Could you render the lines as a numbered list, starting with the line containing "Segment out the tactical" and going on through the line containing "xmin=553 ymin=275 xmax=561 ymax=317", with any blank lines left out?

● **STORED RECORDS**
>>>

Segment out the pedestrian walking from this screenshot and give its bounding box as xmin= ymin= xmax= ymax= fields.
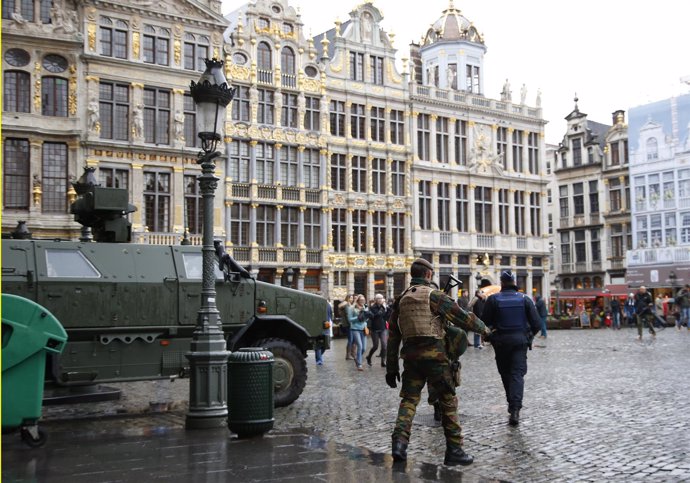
xmin=386 ymin=258 xmax=490 ymax=466
xmin=350 ymin=295 xmax=369 ymax=371
xmin=468 ymin=278 xmax=491 ymax=349
xmin=314 ymin=302 xmax=333 ymax=366
xmin=534 ymin=294 xmax=549 ymax=339
xmin=675 ymin=284 xmax=690 ymax=330
xmin=623 ymin=292 xmax=636 ymax=327
xmin=635 ymin=285 xmax=656 ymax=340
xmin=482 ymin=270 xmax=540 ymax=426
xmin=367 ymin=293 xmax=390 ymax=367
xmin=611 ymin=297 xmax=621 ymax=330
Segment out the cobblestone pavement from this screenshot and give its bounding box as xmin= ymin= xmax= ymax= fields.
xmin=44 ymin=328 xmax=690 ymax=481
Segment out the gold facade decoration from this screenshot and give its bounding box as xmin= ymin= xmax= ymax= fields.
xmin=173 ymin=39 xmax=182 ymax=65
xmin=132 ymin=32 xmax=141 ymax=59
xmin=67 ymin=65 xmax=77 ymax=116
xmin=87 ymin=23 xmax=96 ymax=52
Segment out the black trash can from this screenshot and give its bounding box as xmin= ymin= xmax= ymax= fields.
xmin=228 ymin=347 xmax=275 ymax=438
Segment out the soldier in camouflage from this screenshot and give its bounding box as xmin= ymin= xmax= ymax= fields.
xmin=386 ymin=258 xmax=490 ymax=466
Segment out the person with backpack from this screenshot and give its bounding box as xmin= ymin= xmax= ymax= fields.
xmin=482 ymin=270 xmax=541 ymax=426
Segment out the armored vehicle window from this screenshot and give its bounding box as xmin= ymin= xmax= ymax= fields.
xmin=46 ymin=248 xmax=101 ymax=278
xmin=182 ymin=253 xmax=223 ymax=280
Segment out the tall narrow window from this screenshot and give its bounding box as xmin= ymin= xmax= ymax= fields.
xmin=183 ymin=175 xmax=204 ymax=234
xmin=183 ymin=94 xmax=195 ymax=147
xmin=371 ymin=211 xmax=386 ymax=253
xmin=436 ymin=183 xmax=450 ymax=232
xmin=256 ymin=205 xmax=276 ymax=247
xmin=304 ymin=208 xmax=321 ymax=249
xmin=390 ymin=110 xmax=405 ymax=144
xmin=350 ymin=104 xmax=366 ymax=139
xmin=455 ymin=184 xmax=470 ymax=233
xmin=3 ymin=70 xmax=31 ymax=112
xmin=143 ymin=25 xmax=170 ymax=65
xmin=254 ymin=143 xmax=275 ymax=184
xmin=514 ymin=191 xmax=525 ymax=236
xmin=352 ymin=210 xmax=367 ymax=253
xmin=496 ymin=127 xmax=508 ymax=169
xmin=369 ymin=107 xmax=386 ymax=143
xmin=527 ymin=132 xmax=539 ymax=174
xmin=144 ymin=88 xmax=170 ymax=144
xmin=302 ymin=149 xmax=321 ymax=189
xmin=529 ymin=193 xmax=541 ymax=236
xmin=474 ymin=186 xmax=492 ymax=234
xmin=417 ymin=181 xmax=431 ymax=230
xmin=573 ymin=183 xmax=585 ymax=216
xmin=417 ymin=114 xmax=431 ymax=161
xmin=436 ymin=117 xmax=448 ymax=163
xmin=2 ymin=138 xmax=30 ymax=210
xmin=98 ymin=82 xmax=129 ymax=141
xmin=371 ymin=158 xmax=386 ymax=195
xmin=41 ymin=77 xmax=67 ymax=117
xmin=369 ymin=55 xmax=383 ymax=86
xmin=391 ymin=213 xmax=405 ymax=255
xmin=98 ymin=166 xmax=129 ymax=189
xmin=331 ymin=208 xmax=347 ymax=252
xmin=513 ymin=129 xmax=525 ymax=173
xmin=331 ymin=153 xmax=347 ymax=191
xmin=144 ymin=171 xmax=171 ymax=232
xmin=279 ymin=146 xmax=297 ymax=186
xmin=228 ymin=143 xmax=249 ymax=183
xmin=391 ymin=160 xmax=405 ymax=196
xmin=350 ymin=52 xmax=364 ymax=81
xmin=256 ymin=89 xmax=275 ymax=124
xmin=280 ymin=92 xmax=298 ymax=128
xmin=230 ymin=203 xmax=251 ymax=246
xmin=304 ymin=96 xmax=321 ymax=131
xmin=455 ymin=120 xmax=467 ymax=166
xmin=329 ymin=101 xmax=345 ymax=136
xmin=351 ymin=156 xmax=368 ymax=193
xmin=280 ymin=206 xmax=299 ymax=247
xmin=498 ymin=188 xmax=510 ymax=235
xmin=232 ymin=85 xmax=250 ymax=122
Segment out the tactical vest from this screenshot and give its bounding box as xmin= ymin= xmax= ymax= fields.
xmin=493 ymin=291 xmax=529 ymax=332
xmin=398 ymin=285 xmax=445 ymax=340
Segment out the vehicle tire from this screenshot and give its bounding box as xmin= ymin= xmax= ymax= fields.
xmin=253 ymin=338 xmax=307 ymax=408
xmin=21 ymin=428 xmax=48 ymax=448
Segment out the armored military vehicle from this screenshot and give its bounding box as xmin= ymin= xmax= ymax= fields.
xmin=2 ymin=172 xmax=330 ymax=406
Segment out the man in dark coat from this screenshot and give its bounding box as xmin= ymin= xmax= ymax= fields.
xmin=482 ymin=270 xmax=541 ymax=426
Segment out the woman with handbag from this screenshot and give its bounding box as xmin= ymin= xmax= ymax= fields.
xmin=349 ymin=295 xmax=369 ymax=371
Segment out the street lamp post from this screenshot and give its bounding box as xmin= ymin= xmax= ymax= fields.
xmin=186 ymin=59 xmax=235 ymax=429
xmin=553 ymin=275 xmax=561 ymax=317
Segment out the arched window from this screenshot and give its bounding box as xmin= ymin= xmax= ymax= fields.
xmin=280 ymin=47 xmax=295 ymax=75
xmin=256 ymin=42 xmax=273 ymax=70
xmin=647 ymin=138 xmax=659 ymax=161
xmin=41 ymin=77 xmax=67 ymax=117
xmin=3 ymin=70 xmax=31 ymax=112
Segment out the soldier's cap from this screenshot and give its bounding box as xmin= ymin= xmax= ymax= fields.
xmin=412 ymin=258 xmax=434 ymax=270
xmin=501 ymin=270 xmax=515 ymax=284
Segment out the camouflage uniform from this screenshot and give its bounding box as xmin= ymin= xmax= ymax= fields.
xmin=386 ymin=278 xmax=490 ymax=446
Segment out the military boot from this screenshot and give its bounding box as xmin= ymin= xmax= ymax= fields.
xmin=443 ymin=445 xmax=474 ymax=466
xmin=392 ymin=436 xmax=407 ymax=461
xmin=508 ymin=409 xmax=520 ymax=426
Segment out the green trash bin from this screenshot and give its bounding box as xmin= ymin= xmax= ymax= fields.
xmin=2 ymin=294 xmax=67 ymax=447
xmin=228 ymin=347 xmax=275 ymax=438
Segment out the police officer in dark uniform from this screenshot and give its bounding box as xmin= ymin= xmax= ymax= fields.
xmin=482 ymin=270 xmax=541 ymax=426
xmin=386 ymin=258 xmax=490 ymax=466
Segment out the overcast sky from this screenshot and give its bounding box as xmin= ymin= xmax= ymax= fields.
xmin=223 ymin=0 xmax=690 ymax=143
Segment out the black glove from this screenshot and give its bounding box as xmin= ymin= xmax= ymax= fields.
xmin=386 ymin=372 xmax=400 ymax=389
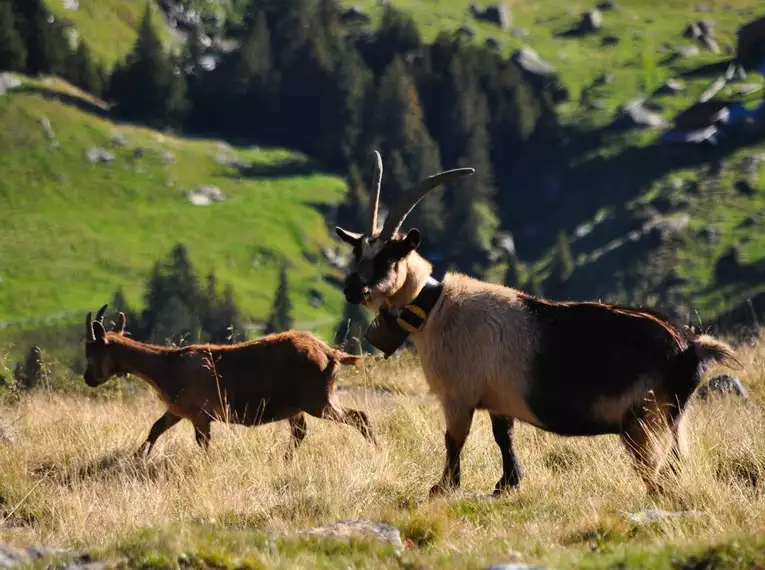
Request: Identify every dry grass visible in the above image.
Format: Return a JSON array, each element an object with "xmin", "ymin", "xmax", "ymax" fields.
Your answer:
[{"xmin": 0, "ymin": 339, "xmax": 765, "ymax": 567}]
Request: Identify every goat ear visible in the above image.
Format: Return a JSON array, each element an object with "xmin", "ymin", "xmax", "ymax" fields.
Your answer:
[
  {"xmin": 112, "ymin": 311, "xmax": 127, "ymax": 334},
  {"xmin": 93, "ymin": 321, "xmax": 108, "ymax": 344},
  {"xmin": 389, "ymin": 229, "xmax": 420, "ymax": 261},
  {"xmin": 335, "ymin": 227, "xmax": 364, "ymax": 247}
]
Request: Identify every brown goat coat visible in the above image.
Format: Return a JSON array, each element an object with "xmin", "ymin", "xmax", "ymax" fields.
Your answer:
[{"xmin": 85, "ymin": 322, "xmax": 373, "ymax": 450}]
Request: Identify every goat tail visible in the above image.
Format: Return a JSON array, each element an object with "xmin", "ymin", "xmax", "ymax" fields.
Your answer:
[
  {"xmin": 691, "ymin": 334, "xmax": 741, "ymax": 366},
  {"xmin": 334, "ymin": 349, "xmax": 364, "ymax": 366}
]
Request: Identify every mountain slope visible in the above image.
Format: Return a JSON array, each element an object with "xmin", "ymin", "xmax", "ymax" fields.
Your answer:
[{"xmin": 0, "ymin": 76, "xmax": 344, "ymax": 332}]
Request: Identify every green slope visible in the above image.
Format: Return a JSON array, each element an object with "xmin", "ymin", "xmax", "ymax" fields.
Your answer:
[{"xmin": 0, "ymin": 78, "xmax": 345, "ymax": 338}]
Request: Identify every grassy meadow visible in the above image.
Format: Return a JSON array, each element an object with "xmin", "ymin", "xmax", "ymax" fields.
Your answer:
[
  {"xmin": 0, "ymin": 79, "xmax": 345, "ymax": 350},
  {"xmin": 0, "ymin": 330, "xmax": 765, "ymax": 569}
]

<<<

● **RESPONSE FOR THIS EXERCISE**
1. Segment out the tactical vest from this screenshot and give its bounding box as xmin= ymin= xmax= ymax= fields.
2. xmin=493 ymin=291 xmax=529 ymax=332
3. xmin=398 ymin=285 xmax=445 ymax=340
4. Segment out the vehicle tire from this screenshot and give its bounding box as xmin= ymin= xmax= ymax= fields.
5. xmin=253 ymin=338 xmax=307 ymax=408
6. xmin=21 ymin=428 xmax=48 ymax=448
7. Segment out the armored military vehicle from this screenshot and give its bounding box as xmin= ymin= xmax= ymax= fields.
8. xmin=2 ymin=172 xmax=330 ymax=406
9. Segment out the man in dark coat from this screenshot and give its bounding box as xmin= ymin= xmax= ymax= fields.
10. xmin=482 ymin=270 xmax=541 ymax=426
11. Segment out the woman with handbag from this screenshot and give its bounding box as xmin= ymin= xmax= ymax= fields.
12. xmin=349 ymin=295 xmax=369 ymax=371
13. Segment out the street lamp post from this screenshot and give its bounding box as xmin= ymin= xmax= ymax= fields.
14. xmin=186 ymin=59 xmax=235 ymax=429
15. xmin=553 ymin=275 xmax=561 ymax=317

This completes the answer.